**Texto de referência:**
-*-*-
Tive a honra e o prazer de participar do governo do presidente Lula, como secretário Nacional de Economia Solidária do Ministério do Trabalho, cargo que continuo a exercer no governo da presidenta Dilma Rousseff. O que esses dois governos fizeram nestes dez anos foi considerar os diferentes interesses de classe que a sociedade brasileira abriga e não podem ser desprezados por nenhum governo que conscientemente queira representar todos os setores de classe que legitimamente pertencem à cidadania. Somente o crime organizado e violento se exclui pelo que faz e pelo que almeja da Nação. Essas considerações não contradizem o imperativo político e moral de dar prioridade aos que mais carecem, inclusive para reduzir a distância que separa os privilegiados dos que nem sequer conseguem satisfazer suas necessidades essenciais. É possível fazer justiça e eliminar a pobreza, como os governos do PT mostraram na prática, sem desconsiderar os interesses dos que hoje dispõem de privilégios.
É razoável aumentar a tributação dos que usufruem muito mais em renda do que de fato precisam, mas sem fazê-los sentir que deixaram de ser cidadãos. Essa talvez seja a questão crucial. É da essência da democracia o respeito devido a todos, mesmo os que defendem propostas ou medidas que ferem nosso senso de justiça. A diferença de ideias e de valores tem de poder ser expressa sem que aqueles que os sustentam sofram represálias. É claro que numa sociedade com tamanha desigualdade como a brasileira as disputas ideológicas e políticas tendem a ser veementes e não há como ficar alheias a todas. E é razoável coibir manifestações de ódio e discriminação de raça e de pessoas devido a sua orientação sexual ou por qualquer outro motivo.
O fundamental é não só preservar a democracia e os valores que a sustentam como fazer com que estes possam ser praticados e sobretudo desenvolvidos. O que os dez anos de governo petista demonstra é que é possível tornar a sociedade mais igual e mais justa sem dividi-la em grupos que se odeiam e/ou desprezam. A felicidade do povo brasileiro aumentou algo nesta década, e por isso Lula foi reeleito e a sucessora que ele escolheu e apresentou também foi eleita. No entanto, ambos tiveram de disputar um segundo turno para vencer seus adversários.
-*-*-
**Informações apresentadas:**
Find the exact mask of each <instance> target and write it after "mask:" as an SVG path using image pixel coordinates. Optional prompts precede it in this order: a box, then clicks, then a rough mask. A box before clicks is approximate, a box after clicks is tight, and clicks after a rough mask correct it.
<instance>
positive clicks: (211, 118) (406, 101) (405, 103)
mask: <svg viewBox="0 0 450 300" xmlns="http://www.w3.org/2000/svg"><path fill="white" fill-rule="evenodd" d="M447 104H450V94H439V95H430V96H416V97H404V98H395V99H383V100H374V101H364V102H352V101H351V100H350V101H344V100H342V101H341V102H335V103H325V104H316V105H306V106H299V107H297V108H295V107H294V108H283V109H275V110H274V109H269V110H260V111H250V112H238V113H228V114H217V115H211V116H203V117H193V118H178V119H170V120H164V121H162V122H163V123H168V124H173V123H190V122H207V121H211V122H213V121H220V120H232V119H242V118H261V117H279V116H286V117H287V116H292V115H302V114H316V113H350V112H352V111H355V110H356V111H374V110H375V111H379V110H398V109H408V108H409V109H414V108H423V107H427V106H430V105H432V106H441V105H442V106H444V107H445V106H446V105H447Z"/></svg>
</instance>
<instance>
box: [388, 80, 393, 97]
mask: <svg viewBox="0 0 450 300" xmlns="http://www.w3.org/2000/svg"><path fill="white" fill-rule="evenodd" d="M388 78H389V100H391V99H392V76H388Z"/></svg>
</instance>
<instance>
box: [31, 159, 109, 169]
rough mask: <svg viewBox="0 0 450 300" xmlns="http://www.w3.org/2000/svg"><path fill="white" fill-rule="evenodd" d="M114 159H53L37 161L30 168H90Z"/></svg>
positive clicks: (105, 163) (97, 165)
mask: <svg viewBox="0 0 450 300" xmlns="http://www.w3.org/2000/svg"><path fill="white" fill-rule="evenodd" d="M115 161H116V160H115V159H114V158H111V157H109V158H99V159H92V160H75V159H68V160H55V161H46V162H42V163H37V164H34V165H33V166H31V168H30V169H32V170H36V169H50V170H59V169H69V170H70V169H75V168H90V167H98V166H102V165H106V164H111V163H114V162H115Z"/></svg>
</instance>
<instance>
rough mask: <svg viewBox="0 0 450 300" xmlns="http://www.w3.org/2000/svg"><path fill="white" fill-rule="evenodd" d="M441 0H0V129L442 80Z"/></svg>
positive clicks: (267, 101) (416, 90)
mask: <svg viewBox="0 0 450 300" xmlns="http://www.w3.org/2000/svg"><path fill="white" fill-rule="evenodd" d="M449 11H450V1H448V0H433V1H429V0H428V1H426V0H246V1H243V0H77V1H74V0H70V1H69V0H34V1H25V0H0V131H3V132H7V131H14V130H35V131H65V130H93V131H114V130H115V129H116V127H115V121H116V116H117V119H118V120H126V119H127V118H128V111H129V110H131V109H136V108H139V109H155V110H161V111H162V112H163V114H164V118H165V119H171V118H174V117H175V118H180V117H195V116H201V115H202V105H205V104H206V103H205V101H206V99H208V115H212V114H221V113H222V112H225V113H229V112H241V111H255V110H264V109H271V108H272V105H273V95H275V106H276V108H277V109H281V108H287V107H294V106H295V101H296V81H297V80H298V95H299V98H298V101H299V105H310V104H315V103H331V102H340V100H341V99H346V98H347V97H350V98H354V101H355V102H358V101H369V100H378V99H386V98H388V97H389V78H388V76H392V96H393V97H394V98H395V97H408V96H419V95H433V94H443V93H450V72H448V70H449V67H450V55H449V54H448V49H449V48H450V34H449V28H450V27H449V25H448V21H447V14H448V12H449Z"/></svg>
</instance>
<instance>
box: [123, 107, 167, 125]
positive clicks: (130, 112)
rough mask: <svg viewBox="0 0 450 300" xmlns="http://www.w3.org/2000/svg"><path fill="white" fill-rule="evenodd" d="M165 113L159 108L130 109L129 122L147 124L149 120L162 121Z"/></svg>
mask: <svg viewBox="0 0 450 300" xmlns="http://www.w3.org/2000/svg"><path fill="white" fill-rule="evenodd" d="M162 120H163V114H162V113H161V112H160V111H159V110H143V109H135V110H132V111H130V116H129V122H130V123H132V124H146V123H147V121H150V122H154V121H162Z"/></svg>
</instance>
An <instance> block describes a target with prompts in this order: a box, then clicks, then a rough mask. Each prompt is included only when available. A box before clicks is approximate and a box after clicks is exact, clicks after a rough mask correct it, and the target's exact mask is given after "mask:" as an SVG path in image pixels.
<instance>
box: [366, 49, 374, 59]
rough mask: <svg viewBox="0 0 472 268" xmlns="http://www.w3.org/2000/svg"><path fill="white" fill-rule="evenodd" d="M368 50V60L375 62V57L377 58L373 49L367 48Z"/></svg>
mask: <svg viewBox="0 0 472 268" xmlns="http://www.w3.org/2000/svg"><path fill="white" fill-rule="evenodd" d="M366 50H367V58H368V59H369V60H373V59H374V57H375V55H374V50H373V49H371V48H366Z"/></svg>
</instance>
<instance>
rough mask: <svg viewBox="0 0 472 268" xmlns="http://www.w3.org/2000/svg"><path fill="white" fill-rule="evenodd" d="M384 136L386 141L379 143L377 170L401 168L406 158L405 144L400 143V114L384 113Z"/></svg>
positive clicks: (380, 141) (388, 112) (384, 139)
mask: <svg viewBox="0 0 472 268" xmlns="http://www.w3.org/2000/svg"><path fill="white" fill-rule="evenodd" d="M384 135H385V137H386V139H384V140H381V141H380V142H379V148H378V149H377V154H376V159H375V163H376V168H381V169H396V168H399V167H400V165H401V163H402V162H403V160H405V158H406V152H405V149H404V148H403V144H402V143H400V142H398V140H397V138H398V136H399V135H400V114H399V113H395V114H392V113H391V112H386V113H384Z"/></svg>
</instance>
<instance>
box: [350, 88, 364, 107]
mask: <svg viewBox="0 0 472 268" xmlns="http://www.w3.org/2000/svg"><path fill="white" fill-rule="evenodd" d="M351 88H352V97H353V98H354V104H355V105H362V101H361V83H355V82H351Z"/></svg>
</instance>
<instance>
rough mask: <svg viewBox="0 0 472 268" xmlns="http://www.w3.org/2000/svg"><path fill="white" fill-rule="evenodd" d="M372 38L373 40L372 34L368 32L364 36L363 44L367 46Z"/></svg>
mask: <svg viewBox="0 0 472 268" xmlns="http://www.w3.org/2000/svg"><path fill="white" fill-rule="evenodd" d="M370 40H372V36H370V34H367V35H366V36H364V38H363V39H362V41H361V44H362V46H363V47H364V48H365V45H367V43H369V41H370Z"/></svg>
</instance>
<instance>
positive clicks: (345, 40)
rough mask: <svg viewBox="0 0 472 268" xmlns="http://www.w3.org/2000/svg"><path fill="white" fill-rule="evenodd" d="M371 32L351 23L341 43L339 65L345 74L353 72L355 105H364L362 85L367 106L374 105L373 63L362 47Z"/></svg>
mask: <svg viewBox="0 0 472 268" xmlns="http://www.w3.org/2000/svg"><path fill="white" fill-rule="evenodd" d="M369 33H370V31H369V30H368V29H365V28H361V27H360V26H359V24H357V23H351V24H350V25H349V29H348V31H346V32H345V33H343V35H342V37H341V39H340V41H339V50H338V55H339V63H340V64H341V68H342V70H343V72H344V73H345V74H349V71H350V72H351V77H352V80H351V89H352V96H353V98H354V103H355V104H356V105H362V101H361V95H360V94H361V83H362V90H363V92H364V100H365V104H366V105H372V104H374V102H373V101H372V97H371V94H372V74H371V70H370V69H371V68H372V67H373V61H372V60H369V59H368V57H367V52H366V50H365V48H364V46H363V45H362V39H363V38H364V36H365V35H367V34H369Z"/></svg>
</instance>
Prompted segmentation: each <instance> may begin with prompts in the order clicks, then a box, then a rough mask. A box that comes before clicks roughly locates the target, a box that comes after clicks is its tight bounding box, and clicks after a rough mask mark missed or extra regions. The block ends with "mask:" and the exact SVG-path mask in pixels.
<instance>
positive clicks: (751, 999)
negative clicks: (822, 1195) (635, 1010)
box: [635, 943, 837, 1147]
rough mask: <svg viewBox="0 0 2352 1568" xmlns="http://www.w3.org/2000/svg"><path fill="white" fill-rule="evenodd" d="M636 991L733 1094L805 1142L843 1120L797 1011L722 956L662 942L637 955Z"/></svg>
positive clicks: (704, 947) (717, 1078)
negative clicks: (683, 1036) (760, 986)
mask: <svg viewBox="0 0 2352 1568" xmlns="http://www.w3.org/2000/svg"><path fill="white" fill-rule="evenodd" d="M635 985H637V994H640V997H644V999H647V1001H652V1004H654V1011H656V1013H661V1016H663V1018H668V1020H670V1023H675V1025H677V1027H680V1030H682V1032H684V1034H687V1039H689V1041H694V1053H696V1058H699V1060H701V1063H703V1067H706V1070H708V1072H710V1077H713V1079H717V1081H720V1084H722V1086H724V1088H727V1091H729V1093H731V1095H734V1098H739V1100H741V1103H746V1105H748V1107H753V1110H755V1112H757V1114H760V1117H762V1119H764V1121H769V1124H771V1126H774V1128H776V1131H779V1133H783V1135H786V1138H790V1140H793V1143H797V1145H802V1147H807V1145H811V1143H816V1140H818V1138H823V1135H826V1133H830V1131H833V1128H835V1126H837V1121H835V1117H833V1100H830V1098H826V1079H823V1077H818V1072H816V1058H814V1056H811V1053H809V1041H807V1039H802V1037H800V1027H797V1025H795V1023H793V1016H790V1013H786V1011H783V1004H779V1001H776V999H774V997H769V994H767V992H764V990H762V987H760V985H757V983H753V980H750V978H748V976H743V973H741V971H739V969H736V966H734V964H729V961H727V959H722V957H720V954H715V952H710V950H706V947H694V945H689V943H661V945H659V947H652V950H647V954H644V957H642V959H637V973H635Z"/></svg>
-*-*-
**O que se pede:** Relacione tudo o que o texto sobre os governos do PT afirma ser "possível" ou "razoável" fazer.

**Sua solução:**
- Fazer justiça e eliminar a pobreza sem desconsiderar os interesses dos que hoje dispõem de privilégios (possível).
- Aumentar a tributação dos que usufruem muito mais em renda do que de fato precisam, mas sem fazê-los sentir que deixaram de ser cidadãos (razoável).
- Coibir manifestações de ódio e discriminação de raça e de pessoas devido a sua orientação sexual ou por qualquer outro motivo (razoável).
- Tornar a sociedade mais igual e mais justa sem dividi-la em grupos que se odeiam e/ou desprezam (possível).